==== GIVEN INFORMATION

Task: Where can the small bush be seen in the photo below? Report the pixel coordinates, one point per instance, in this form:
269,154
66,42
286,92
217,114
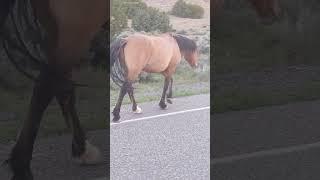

========

Exclude all images and retype the data precisely.

Task: Where can the small bush be seen in the photo below? Report the pixel coordinates, one point per instance, in this form:
269,154
66,42
286,92
217,114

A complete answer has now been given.